• Stated goal:
Return, unchanged, every line of the entries below that contains the word "beam".

• Record extracts:
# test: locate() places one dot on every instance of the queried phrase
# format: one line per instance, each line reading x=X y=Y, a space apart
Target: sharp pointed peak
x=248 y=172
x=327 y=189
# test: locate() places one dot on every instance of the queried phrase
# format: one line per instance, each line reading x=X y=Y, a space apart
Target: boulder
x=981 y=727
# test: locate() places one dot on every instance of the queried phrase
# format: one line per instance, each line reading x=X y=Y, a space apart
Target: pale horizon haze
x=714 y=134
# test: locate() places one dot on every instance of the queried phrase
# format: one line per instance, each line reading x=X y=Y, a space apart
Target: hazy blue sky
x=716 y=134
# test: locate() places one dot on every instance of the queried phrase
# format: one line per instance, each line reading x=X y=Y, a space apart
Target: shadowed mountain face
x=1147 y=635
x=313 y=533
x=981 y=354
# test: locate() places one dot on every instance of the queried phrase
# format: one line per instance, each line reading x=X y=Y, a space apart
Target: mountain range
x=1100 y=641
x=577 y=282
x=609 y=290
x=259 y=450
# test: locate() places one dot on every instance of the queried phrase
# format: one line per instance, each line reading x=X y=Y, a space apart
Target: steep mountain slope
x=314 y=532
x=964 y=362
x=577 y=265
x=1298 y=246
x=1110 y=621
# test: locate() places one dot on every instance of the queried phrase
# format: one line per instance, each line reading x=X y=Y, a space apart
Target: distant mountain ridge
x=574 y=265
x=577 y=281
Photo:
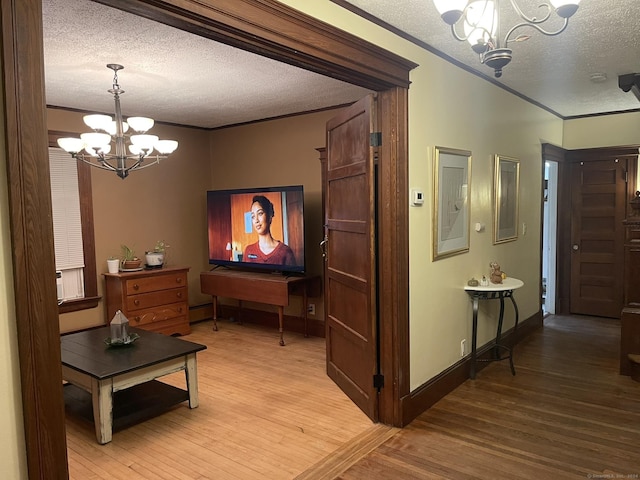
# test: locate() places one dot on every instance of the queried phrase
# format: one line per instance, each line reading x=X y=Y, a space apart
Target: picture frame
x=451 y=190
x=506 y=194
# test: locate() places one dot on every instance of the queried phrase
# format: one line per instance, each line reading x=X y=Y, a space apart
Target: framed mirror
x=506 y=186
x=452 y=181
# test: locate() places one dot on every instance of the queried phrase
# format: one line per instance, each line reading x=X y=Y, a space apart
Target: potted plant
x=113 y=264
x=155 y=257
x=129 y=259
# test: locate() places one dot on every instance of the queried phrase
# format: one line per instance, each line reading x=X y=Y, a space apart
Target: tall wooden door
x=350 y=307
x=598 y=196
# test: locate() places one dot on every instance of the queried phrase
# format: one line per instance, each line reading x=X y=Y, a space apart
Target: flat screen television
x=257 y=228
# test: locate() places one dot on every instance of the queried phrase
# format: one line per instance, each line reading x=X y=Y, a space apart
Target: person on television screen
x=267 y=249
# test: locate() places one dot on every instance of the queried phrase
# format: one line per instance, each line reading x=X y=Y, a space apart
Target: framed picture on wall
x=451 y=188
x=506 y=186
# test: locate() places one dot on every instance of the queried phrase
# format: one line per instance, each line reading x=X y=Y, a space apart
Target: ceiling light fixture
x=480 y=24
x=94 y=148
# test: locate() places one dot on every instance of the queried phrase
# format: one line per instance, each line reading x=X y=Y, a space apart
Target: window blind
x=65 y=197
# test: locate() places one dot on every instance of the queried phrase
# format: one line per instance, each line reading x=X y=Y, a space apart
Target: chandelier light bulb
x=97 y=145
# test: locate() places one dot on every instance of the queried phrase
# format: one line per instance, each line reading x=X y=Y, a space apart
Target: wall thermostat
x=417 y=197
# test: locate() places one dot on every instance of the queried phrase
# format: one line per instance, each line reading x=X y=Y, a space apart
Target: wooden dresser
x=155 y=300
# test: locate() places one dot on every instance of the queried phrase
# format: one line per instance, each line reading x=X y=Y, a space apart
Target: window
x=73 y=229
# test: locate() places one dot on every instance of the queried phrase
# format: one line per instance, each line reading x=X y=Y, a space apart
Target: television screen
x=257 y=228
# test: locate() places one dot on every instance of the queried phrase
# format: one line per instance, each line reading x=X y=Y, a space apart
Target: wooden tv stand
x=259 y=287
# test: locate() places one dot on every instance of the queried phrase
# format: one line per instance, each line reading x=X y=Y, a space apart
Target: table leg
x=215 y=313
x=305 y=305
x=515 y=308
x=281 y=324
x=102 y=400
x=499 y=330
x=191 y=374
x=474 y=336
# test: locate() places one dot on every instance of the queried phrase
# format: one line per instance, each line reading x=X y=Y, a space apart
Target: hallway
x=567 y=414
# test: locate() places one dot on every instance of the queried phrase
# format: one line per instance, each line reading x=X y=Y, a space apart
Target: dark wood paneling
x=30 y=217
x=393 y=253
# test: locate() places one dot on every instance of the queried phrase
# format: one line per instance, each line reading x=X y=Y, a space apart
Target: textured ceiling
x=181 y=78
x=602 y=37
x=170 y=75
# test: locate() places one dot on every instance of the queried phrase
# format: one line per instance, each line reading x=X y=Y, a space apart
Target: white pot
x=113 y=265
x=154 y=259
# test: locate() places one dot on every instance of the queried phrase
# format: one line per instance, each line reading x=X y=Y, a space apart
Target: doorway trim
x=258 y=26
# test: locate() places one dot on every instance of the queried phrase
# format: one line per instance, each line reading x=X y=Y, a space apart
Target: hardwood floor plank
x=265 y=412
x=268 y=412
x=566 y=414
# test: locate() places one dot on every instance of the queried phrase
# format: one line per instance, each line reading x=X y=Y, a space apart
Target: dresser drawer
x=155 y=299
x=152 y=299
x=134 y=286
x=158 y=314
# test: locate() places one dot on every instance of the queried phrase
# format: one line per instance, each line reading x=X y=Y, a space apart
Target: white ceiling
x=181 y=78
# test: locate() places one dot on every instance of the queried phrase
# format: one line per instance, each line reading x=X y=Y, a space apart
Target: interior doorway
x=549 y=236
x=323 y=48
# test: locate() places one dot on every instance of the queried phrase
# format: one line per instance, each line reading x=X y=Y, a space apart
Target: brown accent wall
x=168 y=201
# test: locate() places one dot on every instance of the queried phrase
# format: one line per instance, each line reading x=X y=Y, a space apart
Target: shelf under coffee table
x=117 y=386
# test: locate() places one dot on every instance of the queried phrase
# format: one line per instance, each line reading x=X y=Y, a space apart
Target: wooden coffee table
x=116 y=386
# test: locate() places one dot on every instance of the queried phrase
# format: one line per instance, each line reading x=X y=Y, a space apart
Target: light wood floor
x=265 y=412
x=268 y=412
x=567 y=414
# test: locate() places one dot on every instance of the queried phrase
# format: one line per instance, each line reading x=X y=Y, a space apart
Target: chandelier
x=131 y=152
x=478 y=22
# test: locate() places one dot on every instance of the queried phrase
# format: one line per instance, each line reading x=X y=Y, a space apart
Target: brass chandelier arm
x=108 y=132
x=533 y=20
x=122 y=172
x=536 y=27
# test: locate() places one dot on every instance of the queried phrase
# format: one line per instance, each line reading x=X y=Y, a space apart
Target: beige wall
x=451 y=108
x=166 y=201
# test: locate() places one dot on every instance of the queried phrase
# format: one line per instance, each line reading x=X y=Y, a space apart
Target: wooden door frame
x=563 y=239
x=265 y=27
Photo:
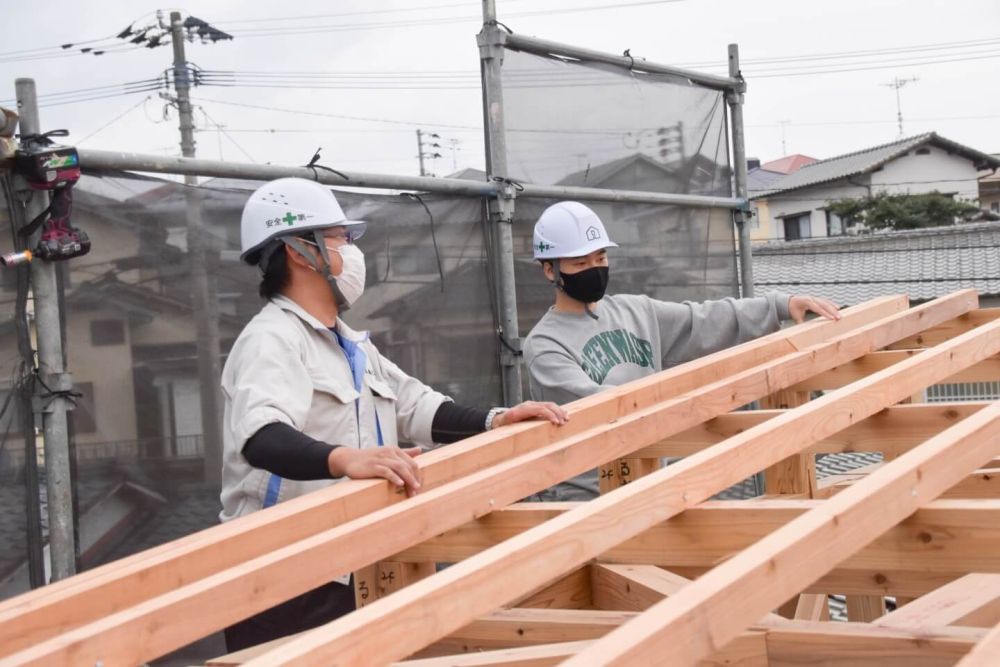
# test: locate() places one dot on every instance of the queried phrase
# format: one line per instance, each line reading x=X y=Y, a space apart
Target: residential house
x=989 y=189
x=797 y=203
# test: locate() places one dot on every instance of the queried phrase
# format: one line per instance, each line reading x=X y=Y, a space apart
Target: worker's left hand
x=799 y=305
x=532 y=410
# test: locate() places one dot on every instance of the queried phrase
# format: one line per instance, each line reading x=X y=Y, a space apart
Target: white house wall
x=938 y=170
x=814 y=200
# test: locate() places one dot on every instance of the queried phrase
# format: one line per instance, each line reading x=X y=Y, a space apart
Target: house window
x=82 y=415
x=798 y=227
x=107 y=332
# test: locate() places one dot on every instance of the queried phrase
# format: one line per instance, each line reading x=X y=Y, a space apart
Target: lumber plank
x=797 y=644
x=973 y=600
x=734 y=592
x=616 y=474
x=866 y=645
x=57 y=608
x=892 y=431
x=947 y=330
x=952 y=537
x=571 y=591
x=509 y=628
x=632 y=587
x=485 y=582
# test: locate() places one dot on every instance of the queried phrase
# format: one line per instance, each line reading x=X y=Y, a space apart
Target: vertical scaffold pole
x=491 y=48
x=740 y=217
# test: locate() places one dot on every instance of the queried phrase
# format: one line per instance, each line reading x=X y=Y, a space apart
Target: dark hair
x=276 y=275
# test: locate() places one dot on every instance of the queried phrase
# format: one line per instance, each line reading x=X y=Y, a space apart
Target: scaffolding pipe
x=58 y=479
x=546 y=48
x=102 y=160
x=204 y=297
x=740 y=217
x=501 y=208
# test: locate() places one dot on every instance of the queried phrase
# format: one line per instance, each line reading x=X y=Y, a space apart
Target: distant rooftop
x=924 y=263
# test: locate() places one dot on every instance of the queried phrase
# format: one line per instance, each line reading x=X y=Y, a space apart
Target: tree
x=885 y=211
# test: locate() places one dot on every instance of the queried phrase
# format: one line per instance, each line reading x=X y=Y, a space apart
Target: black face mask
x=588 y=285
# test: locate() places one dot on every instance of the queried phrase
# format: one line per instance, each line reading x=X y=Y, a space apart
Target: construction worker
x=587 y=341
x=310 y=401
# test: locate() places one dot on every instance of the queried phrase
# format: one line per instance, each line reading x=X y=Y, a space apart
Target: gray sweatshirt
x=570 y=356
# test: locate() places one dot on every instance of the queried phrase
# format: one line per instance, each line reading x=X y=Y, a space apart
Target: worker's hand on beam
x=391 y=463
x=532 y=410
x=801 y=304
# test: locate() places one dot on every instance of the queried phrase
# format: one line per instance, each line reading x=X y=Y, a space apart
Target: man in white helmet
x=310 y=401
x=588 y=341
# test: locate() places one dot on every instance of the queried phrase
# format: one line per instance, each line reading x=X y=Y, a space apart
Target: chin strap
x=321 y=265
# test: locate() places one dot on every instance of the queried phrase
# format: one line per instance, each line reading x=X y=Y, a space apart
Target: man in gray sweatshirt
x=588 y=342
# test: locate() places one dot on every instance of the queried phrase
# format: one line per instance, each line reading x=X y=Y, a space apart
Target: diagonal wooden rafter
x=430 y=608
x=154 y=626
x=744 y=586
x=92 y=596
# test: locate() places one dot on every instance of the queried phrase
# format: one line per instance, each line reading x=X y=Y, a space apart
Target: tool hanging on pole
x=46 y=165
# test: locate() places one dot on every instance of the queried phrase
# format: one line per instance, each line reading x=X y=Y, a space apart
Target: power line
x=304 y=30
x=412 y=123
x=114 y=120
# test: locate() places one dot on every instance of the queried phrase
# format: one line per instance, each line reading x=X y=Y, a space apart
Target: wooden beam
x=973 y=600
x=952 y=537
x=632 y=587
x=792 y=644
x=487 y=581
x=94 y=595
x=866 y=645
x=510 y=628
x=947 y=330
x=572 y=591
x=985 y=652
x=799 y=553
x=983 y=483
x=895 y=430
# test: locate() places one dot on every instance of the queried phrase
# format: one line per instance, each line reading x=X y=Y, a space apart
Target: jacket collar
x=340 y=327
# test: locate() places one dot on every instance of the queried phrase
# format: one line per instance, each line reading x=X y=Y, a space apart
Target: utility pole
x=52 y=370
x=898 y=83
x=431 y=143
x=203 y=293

• Written solution:
Target: worker's hand on beam
Target: wooden beam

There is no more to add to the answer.